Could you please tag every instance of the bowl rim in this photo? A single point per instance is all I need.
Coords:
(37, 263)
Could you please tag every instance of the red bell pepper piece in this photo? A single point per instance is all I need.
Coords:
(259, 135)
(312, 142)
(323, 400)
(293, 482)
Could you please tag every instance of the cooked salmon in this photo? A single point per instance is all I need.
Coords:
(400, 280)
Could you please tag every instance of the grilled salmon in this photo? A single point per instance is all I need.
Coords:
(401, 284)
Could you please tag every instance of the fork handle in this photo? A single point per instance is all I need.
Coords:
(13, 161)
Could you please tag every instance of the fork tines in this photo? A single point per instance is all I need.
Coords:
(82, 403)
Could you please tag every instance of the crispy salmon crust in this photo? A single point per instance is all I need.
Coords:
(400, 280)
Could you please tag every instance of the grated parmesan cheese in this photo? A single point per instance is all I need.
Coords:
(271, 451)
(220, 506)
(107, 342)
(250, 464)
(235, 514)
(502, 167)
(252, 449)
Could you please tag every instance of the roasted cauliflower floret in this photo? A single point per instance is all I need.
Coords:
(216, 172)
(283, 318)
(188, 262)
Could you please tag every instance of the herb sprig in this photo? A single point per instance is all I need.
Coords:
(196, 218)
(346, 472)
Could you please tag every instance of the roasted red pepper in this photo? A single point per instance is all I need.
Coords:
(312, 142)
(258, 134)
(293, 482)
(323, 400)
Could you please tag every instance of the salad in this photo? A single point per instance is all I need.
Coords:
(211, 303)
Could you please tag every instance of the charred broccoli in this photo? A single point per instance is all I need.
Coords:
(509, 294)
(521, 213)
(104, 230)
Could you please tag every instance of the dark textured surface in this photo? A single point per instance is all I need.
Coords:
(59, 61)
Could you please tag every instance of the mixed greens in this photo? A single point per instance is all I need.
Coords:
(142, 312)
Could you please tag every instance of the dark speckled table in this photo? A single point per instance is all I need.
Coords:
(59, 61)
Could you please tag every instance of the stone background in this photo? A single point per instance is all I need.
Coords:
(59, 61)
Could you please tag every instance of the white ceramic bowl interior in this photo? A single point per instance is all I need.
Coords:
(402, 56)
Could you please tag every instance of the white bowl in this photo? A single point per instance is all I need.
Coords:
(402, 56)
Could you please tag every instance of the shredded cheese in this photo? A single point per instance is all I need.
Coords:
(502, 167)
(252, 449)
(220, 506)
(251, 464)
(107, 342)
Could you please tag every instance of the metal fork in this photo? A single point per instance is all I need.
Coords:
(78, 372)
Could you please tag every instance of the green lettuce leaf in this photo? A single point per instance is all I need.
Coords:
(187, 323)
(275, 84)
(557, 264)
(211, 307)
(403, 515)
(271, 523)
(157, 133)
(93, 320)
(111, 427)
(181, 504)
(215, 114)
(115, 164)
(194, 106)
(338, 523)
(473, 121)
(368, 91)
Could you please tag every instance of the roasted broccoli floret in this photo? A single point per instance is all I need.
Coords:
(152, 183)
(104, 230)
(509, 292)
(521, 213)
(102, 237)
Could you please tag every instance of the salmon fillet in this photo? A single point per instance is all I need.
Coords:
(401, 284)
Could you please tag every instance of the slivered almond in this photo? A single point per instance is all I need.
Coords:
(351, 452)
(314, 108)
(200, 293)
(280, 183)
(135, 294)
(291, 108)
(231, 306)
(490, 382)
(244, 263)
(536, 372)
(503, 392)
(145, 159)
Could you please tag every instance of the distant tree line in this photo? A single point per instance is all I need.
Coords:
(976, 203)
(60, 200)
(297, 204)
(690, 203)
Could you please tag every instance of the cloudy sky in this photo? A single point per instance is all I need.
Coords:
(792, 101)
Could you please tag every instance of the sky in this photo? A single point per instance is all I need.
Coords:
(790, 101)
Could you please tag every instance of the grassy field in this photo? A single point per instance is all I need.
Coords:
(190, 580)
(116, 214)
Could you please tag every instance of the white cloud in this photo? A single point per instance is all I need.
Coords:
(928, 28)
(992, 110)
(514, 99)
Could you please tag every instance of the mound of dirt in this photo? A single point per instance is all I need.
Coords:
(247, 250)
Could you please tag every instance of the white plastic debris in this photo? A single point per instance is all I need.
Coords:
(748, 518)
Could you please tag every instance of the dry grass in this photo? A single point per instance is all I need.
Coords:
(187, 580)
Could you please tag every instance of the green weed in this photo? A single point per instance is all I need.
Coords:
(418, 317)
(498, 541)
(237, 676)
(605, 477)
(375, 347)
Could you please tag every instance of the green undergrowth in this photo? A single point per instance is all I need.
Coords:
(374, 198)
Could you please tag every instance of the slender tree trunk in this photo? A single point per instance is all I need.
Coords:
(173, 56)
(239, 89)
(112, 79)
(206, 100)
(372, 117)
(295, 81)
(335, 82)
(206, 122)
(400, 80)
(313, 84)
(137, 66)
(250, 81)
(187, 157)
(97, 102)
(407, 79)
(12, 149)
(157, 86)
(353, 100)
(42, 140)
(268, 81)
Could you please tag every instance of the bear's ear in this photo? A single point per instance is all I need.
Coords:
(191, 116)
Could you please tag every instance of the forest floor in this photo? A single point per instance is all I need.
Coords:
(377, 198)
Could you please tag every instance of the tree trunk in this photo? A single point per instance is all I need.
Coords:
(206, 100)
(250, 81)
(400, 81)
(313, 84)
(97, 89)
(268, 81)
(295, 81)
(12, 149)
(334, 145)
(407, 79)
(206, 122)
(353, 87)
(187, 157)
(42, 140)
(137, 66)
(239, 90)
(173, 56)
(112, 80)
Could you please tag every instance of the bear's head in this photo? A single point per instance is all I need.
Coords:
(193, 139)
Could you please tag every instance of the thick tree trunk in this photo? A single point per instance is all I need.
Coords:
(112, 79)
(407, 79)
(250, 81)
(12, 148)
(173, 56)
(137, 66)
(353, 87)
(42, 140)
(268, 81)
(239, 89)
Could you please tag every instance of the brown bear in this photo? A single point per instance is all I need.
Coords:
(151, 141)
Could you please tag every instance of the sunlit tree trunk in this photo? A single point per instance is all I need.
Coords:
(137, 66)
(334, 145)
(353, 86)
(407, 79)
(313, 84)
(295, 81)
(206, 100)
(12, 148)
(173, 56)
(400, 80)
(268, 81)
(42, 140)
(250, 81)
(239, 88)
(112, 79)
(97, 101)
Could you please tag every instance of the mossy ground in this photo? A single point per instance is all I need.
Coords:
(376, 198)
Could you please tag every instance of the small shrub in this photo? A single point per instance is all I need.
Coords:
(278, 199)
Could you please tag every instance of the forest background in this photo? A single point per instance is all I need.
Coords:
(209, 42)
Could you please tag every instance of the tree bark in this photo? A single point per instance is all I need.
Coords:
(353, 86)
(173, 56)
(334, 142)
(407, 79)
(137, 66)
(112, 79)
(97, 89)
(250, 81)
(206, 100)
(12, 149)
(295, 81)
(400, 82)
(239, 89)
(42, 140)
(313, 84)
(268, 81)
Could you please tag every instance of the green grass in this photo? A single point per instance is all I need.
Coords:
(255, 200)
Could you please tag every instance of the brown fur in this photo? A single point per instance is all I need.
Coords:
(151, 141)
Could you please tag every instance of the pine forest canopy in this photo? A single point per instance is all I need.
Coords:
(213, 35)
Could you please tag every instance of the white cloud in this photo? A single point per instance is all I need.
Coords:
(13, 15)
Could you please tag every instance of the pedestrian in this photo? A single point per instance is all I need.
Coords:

• _Exercise prompt_:
Through the last line of the entries above, beginning at the line containing "Could you please tag every instance of the green grass", transcribe each line exactly, both ends included and nothing more.

• _Final answer_:
Could you please tag every instance of the green grass in this photo? A single point per instance is all I need.
Coords:
(255, 200)
Could you please tag every instance of the brown fur in this photo? A single point per instance is all I need.
Coords:
(151, 141)
Could you please tag every instance of the pine forest canopy in this photo? A single point per instance is all I need.
Coords:
(213, 35)
Could you please tag every instance of the white cloud in this photo? A single point per instance is all I need.
Coords:
(13, 15)
Could you please tag every instance of the pedestrian in this photo? A single point per instance is all I need.
Coords:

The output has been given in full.